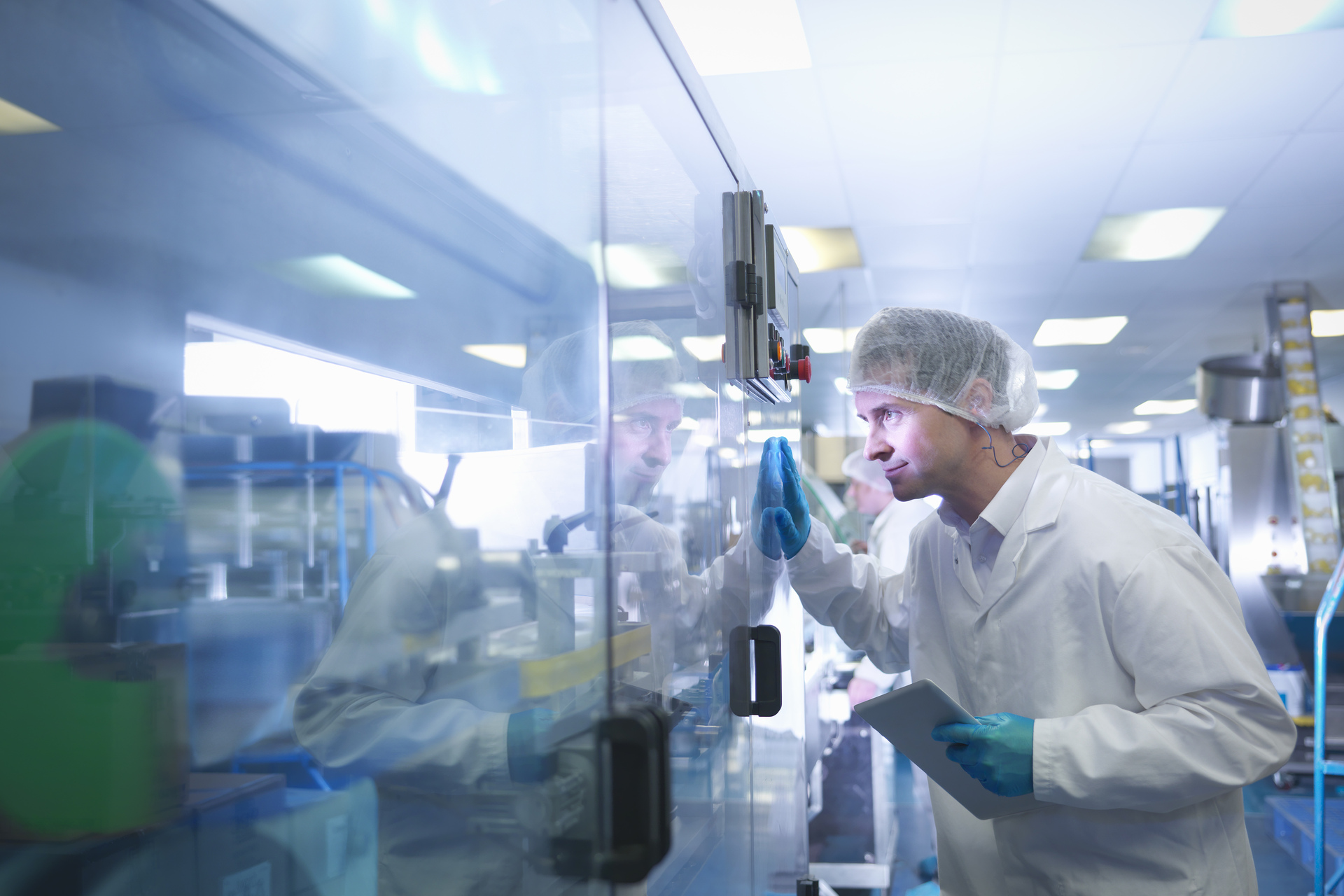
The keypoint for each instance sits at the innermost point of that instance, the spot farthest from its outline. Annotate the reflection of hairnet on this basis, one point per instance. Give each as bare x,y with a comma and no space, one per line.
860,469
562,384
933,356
==
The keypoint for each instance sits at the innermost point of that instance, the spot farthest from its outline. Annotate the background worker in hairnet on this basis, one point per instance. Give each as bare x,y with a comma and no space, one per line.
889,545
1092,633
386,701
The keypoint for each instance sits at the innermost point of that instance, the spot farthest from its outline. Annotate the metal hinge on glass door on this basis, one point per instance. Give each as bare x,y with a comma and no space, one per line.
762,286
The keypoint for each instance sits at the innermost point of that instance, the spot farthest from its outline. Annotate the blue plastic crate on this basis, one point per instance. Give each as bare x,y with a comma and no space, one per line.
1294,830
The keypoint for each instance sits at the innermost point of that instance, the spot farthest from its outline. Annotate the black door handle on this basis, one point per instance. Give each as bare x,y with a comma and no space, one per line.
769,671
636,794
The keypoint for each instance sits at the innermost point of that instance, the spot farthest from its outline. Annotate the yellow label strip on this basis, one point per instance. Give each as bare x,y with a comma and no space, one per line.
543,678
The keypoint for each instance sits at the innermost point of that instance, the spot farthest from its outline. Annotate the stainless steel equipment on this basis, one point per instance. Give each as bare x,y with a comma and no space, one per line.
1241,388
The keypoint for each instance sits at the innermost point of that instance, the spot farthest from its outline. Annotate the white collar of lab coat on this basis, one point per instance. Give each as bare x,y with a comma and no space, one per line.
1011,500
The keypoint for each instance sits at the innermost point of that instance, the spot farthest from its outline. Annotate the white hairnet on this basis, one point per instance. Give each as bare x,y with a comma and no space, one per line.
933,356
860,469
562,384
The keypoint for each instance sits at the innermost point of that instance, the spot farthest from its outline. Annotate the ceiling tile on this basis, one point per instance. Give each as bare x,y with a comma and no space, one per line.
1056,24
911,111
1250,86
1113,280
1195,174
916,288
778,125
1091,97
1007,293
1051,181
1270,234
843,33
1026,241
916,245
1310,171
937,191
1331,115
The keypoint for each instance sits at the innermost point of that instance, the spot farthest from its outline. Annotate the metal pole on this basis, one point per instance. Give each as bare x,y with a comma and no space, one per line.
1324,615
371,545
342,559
...
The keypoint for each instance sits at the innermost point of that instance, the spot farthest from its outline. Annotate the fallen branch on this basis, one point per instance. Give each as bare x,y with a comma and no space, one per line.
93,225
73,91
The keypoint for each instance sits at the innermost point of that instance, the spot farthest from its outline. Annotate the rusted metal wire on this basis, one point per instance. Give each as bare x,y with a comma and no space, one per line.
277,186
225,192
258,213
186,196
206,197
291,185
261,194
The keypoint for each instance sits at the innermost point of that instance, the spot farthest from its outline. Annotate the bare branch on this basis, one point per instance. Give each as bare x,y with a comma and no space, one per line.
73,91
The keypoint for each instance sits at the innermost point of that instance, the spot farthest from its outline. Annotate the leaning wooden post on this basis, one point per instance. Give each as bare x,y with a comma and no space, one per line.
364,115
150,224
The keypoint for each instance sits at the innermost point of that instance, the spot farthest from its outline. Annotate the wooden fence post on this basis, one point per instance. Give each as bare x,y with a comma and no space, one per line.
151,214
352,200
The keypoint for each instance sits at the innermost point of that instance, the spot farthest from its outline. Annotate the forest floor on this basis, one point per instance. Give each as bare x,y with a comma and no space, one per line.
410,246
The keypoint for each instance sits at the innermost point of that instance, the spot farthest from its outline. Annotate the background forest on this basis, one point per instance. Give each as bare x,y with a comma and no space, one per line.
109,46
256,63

Instruction: Filter the lines above, keeping only those that contain the string "post" with the same capitalization, and copy each kept line.

Output below:
The keypoint for each instance sits at the innermost point of that instance, the spot farthest from its outline. Annotate the leaning wooden post on this basis, one point per instance. Give each as bare x,y with a comma and no space, one per line.
The keypoint for each instance sits at the innermost point of that instance, the spot farthest from its outline. Annotate the wooden fence post on this basis, one point per instance. Give each as bare x,y with a comma and no space, one per line.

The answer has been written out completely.